What the task requires —
Start to finish, retype the entries exactly while omitting the pictures.

Exercise data —
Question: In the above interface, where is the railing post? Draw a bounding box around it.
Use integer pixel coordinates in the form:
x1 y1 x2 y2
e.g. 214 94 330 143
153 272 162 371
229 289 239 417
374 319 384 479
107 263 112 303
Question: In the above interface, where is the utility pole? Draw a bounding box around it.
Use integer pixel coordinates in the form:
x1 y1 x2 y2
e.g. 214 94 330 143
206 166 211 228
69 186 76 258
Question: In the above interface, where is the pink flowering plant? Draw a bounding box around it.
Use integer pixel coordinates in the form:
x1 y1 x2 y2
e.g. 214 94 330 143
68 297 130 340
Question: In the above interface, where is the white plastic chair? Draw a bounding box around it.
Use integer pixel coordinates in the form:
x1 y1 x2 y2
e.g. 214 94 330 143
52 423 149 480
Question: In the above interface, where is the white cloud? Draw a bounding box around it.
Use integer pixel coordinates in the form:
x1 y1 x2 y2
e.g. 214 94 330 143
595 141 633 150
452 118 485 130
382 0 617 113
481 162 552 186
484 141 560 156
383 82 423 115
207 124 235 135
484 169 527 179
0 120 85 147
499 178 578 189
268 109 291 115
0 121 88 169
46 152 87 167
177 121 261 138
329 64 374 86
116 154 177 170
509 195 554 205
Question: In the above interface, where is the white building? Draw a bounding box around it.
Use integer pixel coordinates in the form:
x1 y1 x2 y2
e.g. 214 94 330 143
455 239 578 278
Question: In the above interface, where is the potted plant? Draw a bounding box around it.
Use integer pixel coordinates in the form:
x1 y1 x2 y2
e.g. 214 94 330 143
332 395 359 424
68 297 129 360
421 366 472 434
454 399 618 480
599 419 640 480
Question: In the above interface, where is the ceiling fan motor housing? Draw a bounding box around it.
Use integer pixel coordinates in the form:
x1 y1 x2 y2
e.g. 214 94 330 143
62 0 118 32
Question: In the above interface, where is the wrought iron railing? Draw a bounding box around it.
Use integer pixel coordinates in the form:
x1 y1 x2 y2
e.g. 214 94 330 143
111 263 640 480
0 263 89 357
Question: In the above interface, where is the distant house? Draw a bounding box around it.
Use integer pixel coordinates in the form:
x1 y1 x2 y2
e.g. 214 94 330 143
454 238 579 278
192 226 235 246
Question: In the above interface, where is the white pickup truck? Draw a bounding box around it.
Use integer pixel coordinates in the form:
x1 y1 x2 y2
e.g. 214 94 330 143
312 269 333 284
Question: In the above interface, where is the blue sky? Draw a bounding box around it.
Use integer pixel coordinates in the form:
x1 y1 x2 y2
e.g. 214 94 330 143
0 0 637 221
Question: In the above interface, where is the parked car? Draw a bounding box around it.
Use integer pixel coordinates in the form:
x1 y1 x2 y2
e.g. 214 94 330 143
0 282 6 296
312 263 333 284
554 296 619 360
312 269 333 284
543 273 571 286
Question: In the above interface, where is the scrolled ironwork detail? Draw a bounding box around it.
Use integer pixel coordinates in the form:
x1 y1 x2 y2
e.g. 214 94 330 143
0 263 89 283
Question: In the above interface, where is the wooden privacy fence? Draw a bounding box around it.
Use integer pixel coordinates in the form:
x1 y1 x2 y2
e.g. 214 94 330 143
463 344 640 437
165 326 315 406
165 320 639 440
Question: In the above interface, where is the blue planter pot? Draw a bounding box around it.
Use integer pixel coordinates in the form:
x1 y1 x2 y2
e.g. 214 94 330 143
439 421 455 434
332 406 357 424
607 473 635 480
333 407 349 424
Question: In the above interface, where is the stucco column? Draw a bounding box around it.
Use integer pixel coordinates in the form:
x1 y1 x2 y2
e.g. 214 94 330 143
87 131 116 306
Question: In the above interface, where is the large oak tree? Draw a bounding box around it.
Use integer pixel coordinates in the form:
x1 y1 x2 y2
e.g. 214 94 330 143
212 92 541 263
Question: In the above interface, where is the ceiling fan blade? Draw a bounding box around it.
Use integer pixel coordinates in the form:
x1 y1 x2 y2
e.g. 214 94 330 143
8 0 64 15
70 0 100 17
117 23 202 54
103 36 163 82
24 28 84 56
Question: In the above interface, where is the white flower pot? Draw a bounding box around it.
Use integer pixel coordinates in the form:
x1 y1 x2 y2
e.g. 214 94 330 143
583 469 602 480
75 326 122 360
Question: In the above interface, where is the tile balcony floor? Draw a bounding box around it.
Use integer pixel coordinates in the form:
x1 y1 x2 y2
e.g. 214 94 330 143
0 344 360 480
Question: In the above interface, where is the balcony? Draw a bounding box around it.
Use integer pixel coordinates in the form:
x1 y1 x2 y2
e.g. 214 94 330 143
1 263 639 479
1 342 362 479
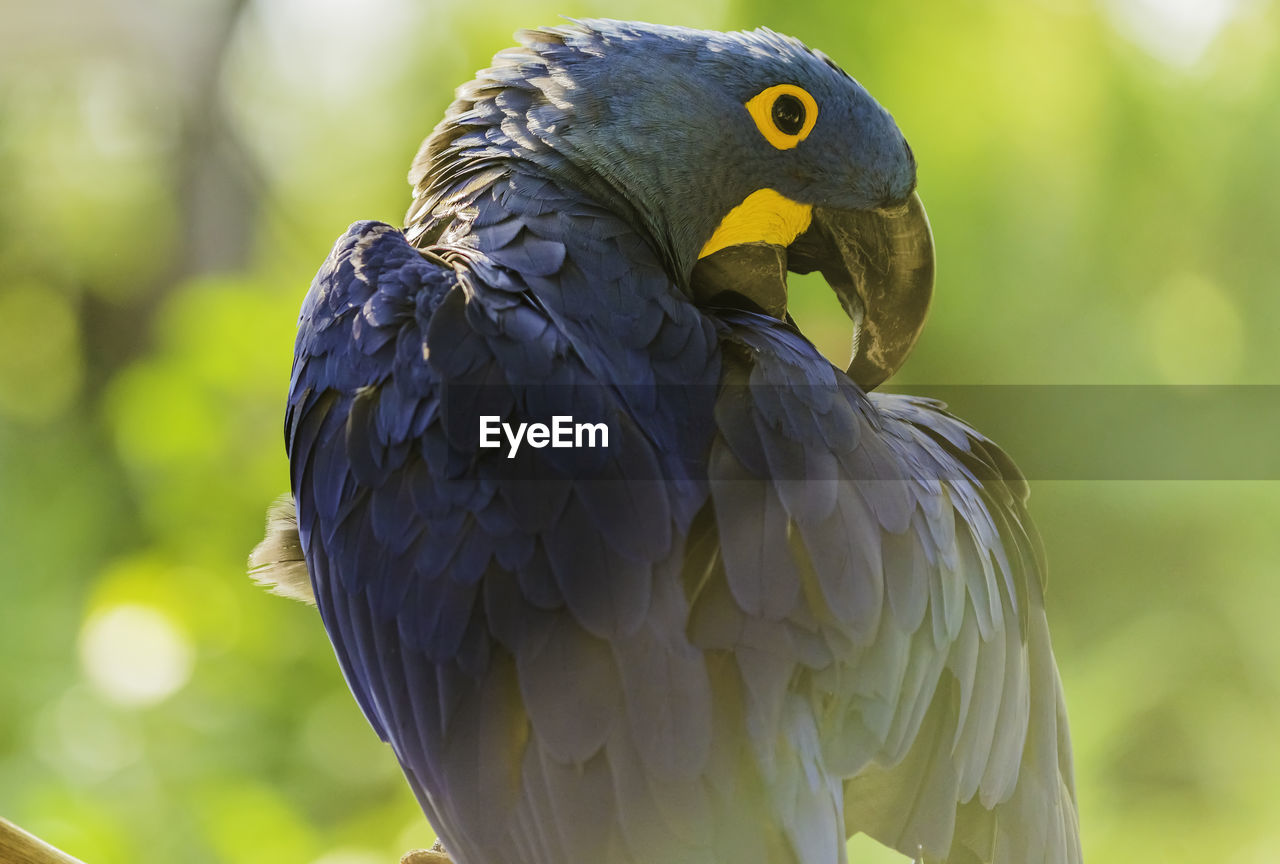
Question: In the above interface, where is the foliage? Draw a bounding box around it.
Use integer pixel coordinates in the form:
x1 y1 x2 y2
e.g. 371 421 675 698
2 1 1278 862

Answer to the exercise —
Question: In the above interface, where is the railing post? Draw a bounding box around it.
Use integer pixel coordinates in the form:
x1 y1 x2 y2
e.g. 214 94 330 143
153 272 162 371
229 289 239 417
374 319 384 479
107 263 112 303
Question: In the above interface, where is the utility pole? Draw a bounding box around it.
Use integer pixel coordinates in the form:
x1 y1 x2 y2
e.g. 214 94 330 143
206 166 211 228
69 186 76 258
Question: In the above interface, where is the pink flowering plant? Draw a bounding box around it.
Use integer pixel coordinates in the form:
x1 y1 x2 y2
e.g. 214 94 330 143
68 297 130 340
Question: In the above interface, where is the white plastic chair? Draw a bounding box around it.
Use integer pixel coordinates in the form:
x1 y1 x2 y2
e.g. 214 94 330 143
52 423 149 480
Question: In the above interface, where is the white cloud? Draw a bounding box around it.
Use integer pixel coordinates in the form:
x1 y1 x2 y2
e.g. 214 94 330 143
595 141 633 150
452 118 485 130
382 0 617 113
481 162 552 186
484 141 560 156
383 82 423 115
207 124 235 135
484 169 527 179
0 120 85 147
499 178 578 189
268 109 291 115
0 121 88 169
46 152 87 167
177 121 261 138
329 64 374 86
116 154 177 170
509 195 554 205
Question: In the above interface, where is the white building? Draw a bounding box around it.
Use integer pixel coordinates in the form:
x1 y1 x2 y2
e.g. 214 94 330 143
455 239 578 278
Question: In the above interface, where is the potted plant? Draw a bounding box around it.
Use integer pixel coordinates in the form:
x1 y1 x2 y2
e.g. 214 94 330 143
332 395 359 424
68 297 129 360
421 366 472 434
454 399 618 480
599 419 640 480
Question: In the above interface, where is the ceiling fan motor housing? Draw a bounding box around it.
Use integer pixel coordinates in the form:
x1 y1 x2 y2
e.g. 214 94 330 143
62 0 118 32
Question: In the above interface, where is the wrought iron railing? Draw a bounding box around it.
Use integer pixel coordinates in the form:
x1 y1 x2 y2
e.g. 214 94 330 143
111 263 640 480
0 263 89 357
Question: In the above interface, where is the distant house? Draw a bounding box around it.
Use integer pixel coordinates in the form:
x1 y1 x2 y2
e.g. 214 94 330 143
454 238 579 278
192 226 235 246
Question: In the above interface, where is the white pickup truck? Draw a bounding box around it.
Use integer pixel coordinates in the form:
x1 y1 x2 y2
e.g. 214 94 330 143
312 269 333 284
Question: In the above interface, where is the blue sky? Draw a bounding box around it.
Use integer pixel coordinates in the form:
x1 y1 x2 y2
e.g. 214 94 330 143
0 0 637 221
Question: In the above interface, where is the parked car? Draw a bounding box around it.
Use integer pixel coordinates in the form:
x1 y1 x2 y2
e.g. 214 94 330 143
0 282 6 296
312 263 333 284
554 296 619 360
312 269 333 284
543 273 571 286
Question: In the above interface, where is the scrolled ironwork detail? Draw a bounding box around it.
Use integer pixel coordinates in the form:
x1 y1 x2 y2
e.g. 214 94 330 143
0 263 89 283
Question: In the above interface, where is the wooden privacy fence? Draw a bounding box around it.
Use integer pixel coordinates in the form:
x1 y1 x2 y2
e.g. 214 94 330 143
463 344 640 437
165 326 315 406
165 320 639 440
Question: In the above interface, where is the blue planter pot? Draw a bounding box around it.
Use integer pixel coordinates in the form:
x1 y1 x2 y2
e.g. 214 94 330 143
439 421 455 434
332 406 357 424
607 473 635 480
333 407 349 424
Question: In the above interface, where is the stucco column? Draw a bounding box around it.
Use integer pixel coordinates in the form:
x1 y1 x2 y2
e.g. 214 94 330 143
87 131 116 306
Question: In the above interface, where is the large oak tree? Draw a bounding box around it.
Use integer pixel coordinates in the form:
x1 y1 x2 y2
e.g. 214 94 330 143
212 92 541 263
Question: In the above interface, where is the ceiling fan blade? Draw a bounding box around it.
Use integer pixel coordinates in the form:
x1 y1 x2 y2
e.g. 214 94 330 143
8 0 64 15
70 0 100 17
117 23 202 54
103 36 163 82
24 28 84 56
Question: In the above interface, where is the white flower pot? Draw a bounding box around it.
Use integer pixel coordinates in the form:
x1 y1 x2 y2
e.g. 214 94 330 143
583 469 602 480
75 326 122 360
Question: In the above interface, where is the tile balcony floor? Draw a bounding box around it.
Use integer pixel coordinates in the form:
x1 y1 x2 y2
e.g. 214 94 330 143
0 344 360 480
Question: In the above interface, where is the balcony? Draw a bounding box around it.
Use integer pixel coordinates in the form:
x1 y1 x2 y2
e.g. 214 94 330 143
1 263 639 479
1 342 362 479
Question: In the above interface, where is the foliage? Draw a bounding box around it.
Use integer pixel coordinates in the form:
x1 y1 x2 y2
e.g. 371 421 675 698
2 1 1278 862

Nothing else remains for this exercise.